- _Supplied material_
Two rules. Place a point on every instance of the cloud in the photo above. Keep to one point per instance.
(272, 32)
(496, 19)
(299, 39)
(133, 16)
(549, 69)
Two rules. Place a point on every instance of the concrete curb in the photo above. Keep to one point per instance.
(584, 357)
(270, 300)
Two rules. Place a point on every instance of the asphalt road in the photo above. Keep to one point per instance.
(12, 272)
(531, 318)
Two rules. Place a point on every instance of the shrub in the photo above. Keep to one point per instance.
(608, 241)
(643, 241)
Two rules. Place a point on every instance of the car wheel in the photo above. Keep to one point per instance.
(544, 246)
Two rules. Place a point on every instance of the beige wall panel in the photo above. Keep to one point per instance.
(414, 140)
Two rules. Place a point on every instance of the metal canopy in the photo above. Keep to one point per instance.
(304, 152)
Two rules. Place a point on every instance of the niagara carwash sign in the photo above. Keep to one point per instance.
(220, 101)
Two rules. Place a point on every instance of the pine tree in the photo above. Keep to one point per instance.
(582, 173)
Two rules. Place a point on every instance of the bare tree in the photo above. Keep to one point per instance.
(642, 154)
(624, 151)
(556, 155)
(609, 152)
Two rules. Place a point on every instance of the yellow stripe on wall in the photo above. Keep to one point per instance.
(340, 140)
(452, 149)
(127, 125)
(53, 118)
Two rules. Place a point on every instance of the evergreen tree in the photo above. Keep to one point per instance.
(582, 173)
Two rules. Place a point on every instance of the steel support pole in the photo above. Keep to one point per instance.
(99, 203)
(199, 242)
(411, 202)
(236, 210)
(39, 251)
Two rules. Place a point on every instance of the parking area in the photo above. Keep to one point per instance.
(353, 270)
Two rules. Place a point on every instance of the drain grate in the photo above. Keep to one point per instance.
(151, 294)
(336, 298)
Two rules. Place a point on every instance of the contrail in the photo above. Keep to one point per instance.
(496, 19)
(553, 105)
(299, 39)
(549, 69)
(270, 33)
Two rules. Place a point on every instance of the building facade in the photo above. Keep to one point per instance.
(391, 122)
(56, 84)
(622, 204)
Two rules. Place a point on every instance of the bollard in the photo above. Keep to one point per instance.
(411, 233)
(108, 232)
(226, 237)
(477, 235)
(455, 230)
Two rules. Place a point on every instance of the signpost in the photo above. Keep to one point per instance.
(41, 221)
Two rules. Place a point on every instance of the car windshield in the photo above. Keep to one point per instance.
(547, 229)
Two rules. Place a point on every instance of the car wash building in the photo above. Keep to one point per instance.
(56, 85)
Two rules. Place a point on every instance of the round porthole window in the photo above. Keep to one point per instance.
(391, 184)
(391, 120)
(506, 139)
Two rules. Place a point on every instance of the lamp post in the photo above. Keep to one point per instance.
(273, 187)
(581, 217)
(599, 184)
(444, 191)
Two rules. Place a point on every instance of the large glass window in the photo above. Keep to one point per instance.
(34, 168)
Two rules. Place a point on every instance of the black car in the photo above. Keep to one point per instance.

- _Required action_
All the entries above must be repeated exactly as they were given.

- _Result_
Two rules. Place a point on every instance of the cloud in the photo above. Keep to one point per instance.
(272, 32)
(496, 19)
(299, 39)
(133, 16)
(549, 69)
Two rules. Place a point on every instance of the concrete curb in the photo above. Keep to one point per instance.
(584, 357)
(270, 300)
Two rules. Place a point on every instance of the asphalt road in the photo above. Keep to one point per instance.
(12, 272)
(531, 318)
Two rules. Place a point on every instance of the shrub in the photo above. Keep to one point per instance.
(608, 241)
(643, 241)
Two rules. Place a point on every instance of the car wheel in the photo above. Keep to one point per instance.
(544, 246)
Two rules. Place a point on every instance of the beige wall panel in the photo above. Keep to one point per instance.
(414, 140)
Two rules. Place a point on every instance of the metal canopy in the photo above. Keep to one point per instance.
(304, 152)
Two rules. Place a point on every instance of the niagara carwash sign in the photo above. Keep to one point per instance.
(220, 101)
Two rules. Place a point on every instance of the pine tree in the photo above. Keep to one point per instance.
(582, 173)
Two rules. Place a point on every instance of the bare tree in the photo above. Keep to one point per instance.
(642, 154)
(624, 151)
(556, 155)
(609, 152)
Two rules. Place a point on every instance of the yellow stripe on wall in the photo above. Keep to one point per instance.
(340, 140)
(452, 149)
(127, 125)
(53, 118)
Two rules. Place a point on every instance of the evergreen tree in the photo above. Keep to one point per instance.
(582, 173)
Two rules. Place a point on every instance of the steel support pole in the photo above. Keep to one point per instance.
(99, 203)
(199, 242)
(411, 202)
(236, 210)
(39, 251)
Two rules. Place a point on every instance of the parking area in the photo above. Keep to one point per instance.
(353, 270)
Two rules. Place a point on every instance of the drain grate in the photo above. Keep to one point per instance.
(151, 294)
(336, 298)
Two rules. Place a point on every instance of the contrail in the photo above. Keep to one point per instance.
(496, 19)
(553, 105)
(299, 39)
(549, 69)
(270, 33)
Two rules. Place a point on every instance of the building facade in the photo above. Keep to one point per instance.
(391, 122)
(56, 84)
(622, 204)
Two rules. Place a point on every instance of the bollard in the photo above. Keep to one point per instance.
(411, 233)
(108, 232)
(226, 237)
(477, 235)
(455, 230)
Two rules. Place a point on every instance of the signpost in the photo above. Keep to one point per instance.
(41, 221)
Two rules. Place a point on every instance of the car windshield in the photo above. Keep to one point per instance.
(547, 229)
Two rules. Place a point on every instance of the car wash building in the photo above. Keep to one point per instance.
(56, 85)
Two rules. Place a point on every instance of the round porthole window in the photo above. Keep to one point per instance.
(391, 184)
(391, 120)
(506, 139)
Two rules. Place a point on every instance of the lamp post in the photo above. Keep to one point per instance.
(273, 187)
(581, 217)
(599, 184)
(444, 191)
Two rules. Place a point on every instance of the large glass window in the photo above. Keep to one point per instance.
(34, 168)
Two rules. Place a point on every instance of the black car in the photo above. Keep to one point per instance.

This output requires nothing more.